• Document segment:
****

I was briefly relieved when she chose a relatively progressive governor as her running mate, but within weeks I was no longer seeing Tim Walz talking about feeding hungry kids and calling Republicans weird. Instead, Harris chose to spend all of October campaigning with Liz Cheney, a woman who Donald Trump rightly pointed out is a neoconservative warmongering monster. It was honestly really difficult to watch liberals claim that Trump was calling for Cheney to be put in front of a firing squad. He wasn’t. He was making the same argument progressives made in the early 2000s: the Republicans who marched us to war in Iraq and Afghanistan would never do it if they had to go on the front lines themselves, or to send their children.

Harris continued to punt on the issue of the Israeli genocide, which honestly I understood as a political tactic but was disappointed as someone who, you know, dislikes genocides.

The Democrats had no success pushing rightward with Hilary Clinton, but I still had hope that a majority of voters would understand the threat that Donald Trump posed to our very democracy. With Harris, we had an opportunity to lobby and push her administration left, but Trump was open about his plans. Project 2025 was published in full. He admitted that he would dissolve, defund, and defang institutions that make life better for all Americans, like the Department of Education and the Environmental Protection Agency. He would further restrict women’s bodily autonomy. He would deport millions of immigrants, documented or undocumented, and strip others of their citizenship. He would appoint more rightwing Supreme Court Justices, meaning decades more of this conservative stranglehold. And he will do everything he can to remain in power as long as possible. We know that that’s not an open question: he already did an insurrection. There’s no reason to assume he will give up power in four years, assuming he’s still alive and his younger, even more weaselly VP doesn’t pick up the autocratic mantle.

I hoped that a majority of Americans would reject all that, and I was wrong. I, like the Republican Party, assumed Trump’s policies were unpopular and that since they were made plain, people would reject them. I was wrong. I assumed that if Trump won, that it would be because of gerrymandering, because of the electoral college, and I was wrong. He won the popular vote.

Donald Trump won this election because the majority of American adults, including women, do not think women’s lives matter enough. The majority of American adults, including Latino men, do not think immigrants’ lives matter enough. The majority of American adults do not think LGBTQ lives matter enough. The majority of American adults do not think democracy matters enough. The only gender or racial categories to vote to save us, to save democracy, were Black men and Black women.

****

• Recorded information:
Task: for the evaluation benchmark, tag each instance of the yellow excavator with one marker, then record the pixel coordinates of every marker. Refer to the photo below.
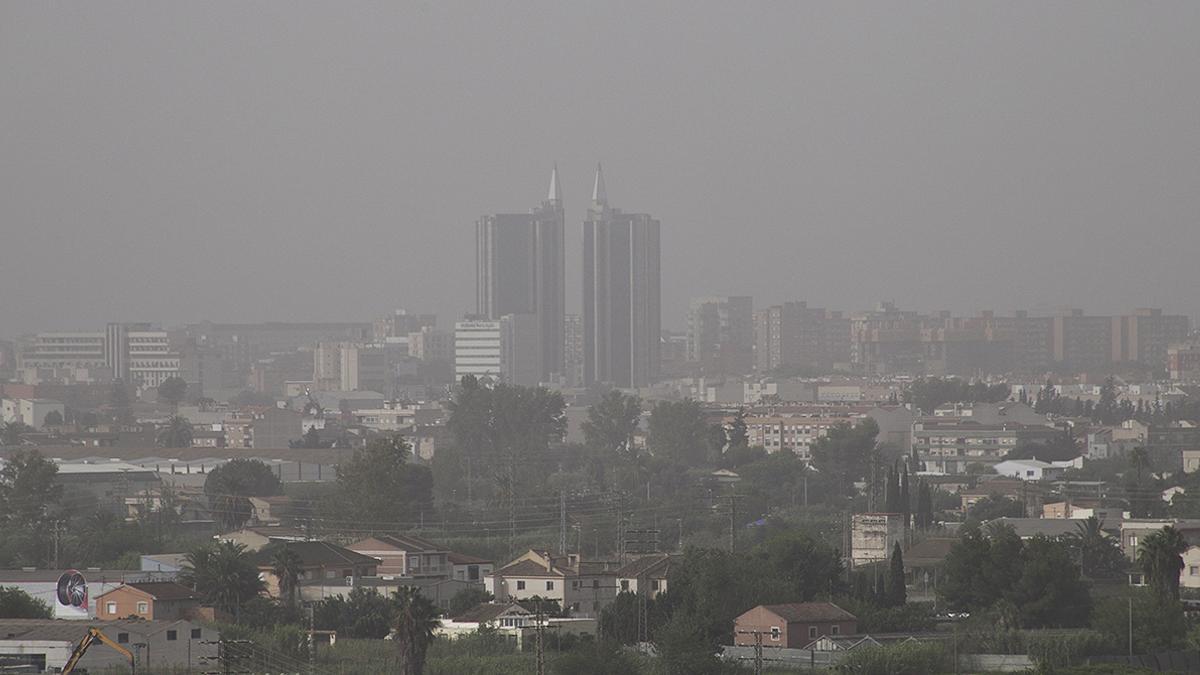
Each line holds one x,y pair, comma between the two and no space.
93,637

****

• Directive:
Reproduce the part of the election essay above starting at "I was briefly" and ending at "send their children.".

• Result for this task:
I was briefly relieved when she chose a relatively progressive governor as her running mate, but within weeks I was no longer seeing Tim Walz talking about feeding hungry kids and calling Republicans weird. Instead, Harris chose to spend all of October campaigning with Liz Cheney, a woman who Donald Trump rightly pointed out is a neoconservative warmongering monster. It was honestly really difficult to watch liberals claim that Trump was calling for Cheney to be put in front of a firing squad. He wasn’t. He was making the same argument progressives made in the early 2000s: the Republicans who marched us to war in Iraq and Afghanistan would never do it if they had to go on the front lines themselves, or to send their children.